WORK TO COMPLETE ->
Put everything from the line containing "Put one marker on each instance of the truck" down to the end of the data into a numbered list, skipping blank lines. Include only those lines.

Point-based annotation data:
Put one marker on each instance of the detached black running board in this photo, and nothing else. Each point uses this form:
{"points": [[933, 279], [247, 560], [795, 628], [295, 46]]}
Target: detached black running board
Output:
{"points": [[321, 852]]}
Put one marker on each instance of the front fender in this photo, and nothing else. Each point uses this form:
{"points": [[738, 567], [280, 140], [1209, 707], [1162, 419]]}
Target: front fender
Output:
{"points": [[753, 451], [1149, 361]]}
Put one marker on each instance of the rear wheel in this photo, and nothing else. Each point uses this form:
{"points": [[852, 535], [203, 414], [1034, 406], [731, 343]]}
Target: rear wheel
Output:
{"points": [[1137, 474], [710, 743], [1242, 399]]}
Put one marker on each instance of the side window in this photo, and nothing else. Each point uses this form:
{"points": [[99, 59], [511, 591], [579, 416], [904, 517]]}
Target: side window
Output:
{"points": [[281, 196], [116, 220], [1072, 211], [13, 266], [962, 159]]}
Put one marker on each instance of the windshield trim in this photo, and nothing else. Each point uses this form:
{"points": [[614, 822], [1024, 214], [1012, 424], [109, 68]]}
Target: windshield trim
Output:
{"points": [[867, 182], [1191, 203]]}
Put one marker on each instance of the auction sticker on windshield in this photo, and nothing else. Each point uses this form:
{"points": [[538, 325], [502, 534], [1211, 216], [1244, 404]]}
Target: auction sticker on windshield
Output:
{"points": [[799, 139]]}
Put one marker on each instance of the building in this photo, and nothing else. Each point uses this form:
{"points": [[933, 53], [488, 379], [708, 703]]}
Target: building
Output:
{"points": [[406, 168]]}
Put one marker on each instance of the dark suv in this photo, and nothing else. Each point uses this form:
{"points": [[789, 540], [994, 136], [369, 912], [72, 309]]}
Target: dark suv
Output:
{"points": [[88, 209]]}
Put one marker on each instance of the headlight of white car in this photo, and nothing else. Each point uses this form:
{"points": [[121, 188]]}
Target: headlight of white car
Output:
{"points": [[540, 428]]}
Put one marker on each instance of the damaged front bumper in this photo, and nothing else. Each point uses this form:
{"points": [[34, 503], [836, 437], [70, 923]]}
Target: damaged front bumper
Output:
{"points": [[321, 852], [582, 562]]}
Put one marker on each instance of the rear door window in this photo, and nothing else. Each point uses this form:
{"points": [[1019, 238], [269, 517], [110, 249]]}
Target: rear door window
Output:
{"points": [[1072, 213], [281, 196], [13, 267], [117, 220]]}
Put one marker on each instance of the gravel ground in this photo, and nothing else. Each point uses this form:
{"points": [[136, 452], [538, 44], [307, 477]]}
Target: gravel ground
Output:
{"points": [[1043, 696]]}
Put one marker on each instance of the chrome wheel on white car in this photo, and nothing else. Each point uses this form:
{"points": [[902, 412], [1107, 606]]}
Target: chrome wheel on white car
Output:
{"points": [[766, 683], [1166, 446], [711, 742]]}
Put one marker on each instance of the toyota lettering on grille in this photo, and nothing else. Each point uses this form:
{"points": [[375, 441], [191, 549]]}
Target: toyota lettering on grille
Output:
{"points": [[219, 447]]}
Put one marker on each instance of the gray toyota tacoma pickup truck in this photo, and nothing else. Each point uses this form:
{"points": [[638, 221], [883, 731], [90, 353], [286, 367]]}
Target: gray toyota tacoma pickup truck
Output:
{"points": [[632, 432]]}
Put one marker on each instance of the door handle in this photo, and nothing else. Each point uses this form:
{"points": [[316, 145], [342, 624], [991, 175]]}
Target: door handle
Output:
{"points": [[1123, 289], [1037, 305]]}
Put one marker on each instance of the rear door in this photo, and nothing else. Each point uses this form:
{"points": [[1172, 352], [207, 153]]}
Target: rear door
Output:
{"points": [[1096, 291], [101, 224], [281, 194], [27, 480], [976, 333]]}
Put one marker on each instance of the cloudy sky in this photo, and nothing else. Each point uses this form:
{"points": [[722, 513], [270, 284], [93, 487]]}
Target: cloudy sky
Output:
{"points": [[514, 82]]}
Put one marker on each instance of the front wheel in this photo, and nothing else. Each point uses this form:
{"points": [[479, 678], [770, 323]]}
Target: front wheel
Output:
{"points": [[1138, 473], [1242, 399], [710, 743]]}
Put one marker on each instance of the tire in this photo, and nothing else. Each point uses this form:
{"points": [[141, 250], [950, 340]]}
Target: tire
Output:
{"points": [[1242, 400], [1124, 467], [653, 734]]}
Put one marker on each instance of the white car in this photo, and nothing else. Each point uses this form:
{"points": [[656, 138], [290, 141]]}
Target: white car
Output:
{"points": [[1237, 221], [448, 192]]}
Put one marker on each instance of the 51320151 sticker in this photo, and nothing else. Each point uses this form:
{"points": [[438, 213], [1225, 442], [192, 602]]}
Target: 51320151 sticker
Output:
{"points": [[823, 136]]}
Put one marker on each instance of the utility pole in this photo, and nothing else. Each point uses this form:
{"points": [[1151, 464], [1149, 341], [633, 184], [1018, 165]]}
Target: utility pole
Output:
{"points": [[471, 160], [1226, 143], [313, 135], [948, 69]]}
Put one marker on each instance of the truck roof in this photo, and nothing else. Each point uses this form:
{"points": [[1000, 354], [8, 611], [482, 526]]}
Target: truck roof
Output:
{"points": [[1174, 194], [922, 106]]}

ANSWER BELOW ->
1. Put one marker on each instance of the truck roof in this photo, and nothing else. Each point uses this form:
2. {"points": [[1000, 354], [8, 611], [482, 526]]}
3. Target: truck roof
4. Output:
5. {"points": [[1174, 194], [922, 106]]}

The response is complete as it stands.